┌─ Recorded information

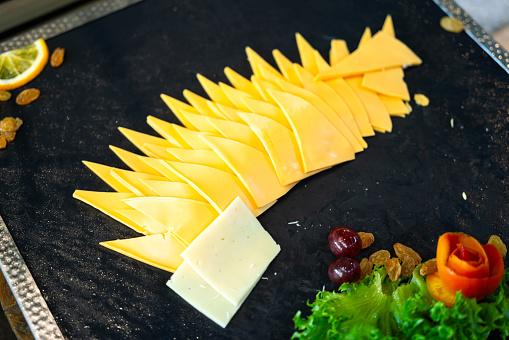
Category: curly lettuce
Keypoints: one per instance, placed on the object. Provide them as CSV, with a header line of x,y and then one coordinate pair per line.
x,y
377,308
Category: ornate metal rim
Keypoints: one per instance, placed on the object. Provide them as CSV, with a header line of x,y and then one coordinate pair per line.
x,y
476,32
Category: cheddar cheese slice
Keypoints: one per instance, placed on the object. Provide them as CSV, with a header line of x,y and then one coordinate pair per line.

└─
┌─ Recorded information

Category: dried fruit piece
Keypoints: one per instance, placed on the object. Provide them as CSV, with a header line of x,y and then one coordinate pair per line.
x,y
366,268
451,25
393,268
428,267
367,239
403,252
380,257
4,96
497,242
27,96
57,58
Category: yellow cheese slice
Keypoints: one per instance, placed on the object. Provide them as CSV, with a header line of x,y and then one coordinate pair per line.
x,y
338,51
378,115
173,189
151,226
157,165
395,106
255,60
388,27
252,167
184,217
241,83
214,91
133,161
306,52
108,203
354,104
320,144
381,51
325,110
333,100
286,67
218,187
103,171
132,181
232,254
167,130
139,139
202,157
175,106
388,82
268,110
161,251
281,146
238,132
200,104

└─

### Work request
Where a line above includes "cheese", copy that line.

### Expected output
Category: cheddar cheese slice
Category: yellow cheese slice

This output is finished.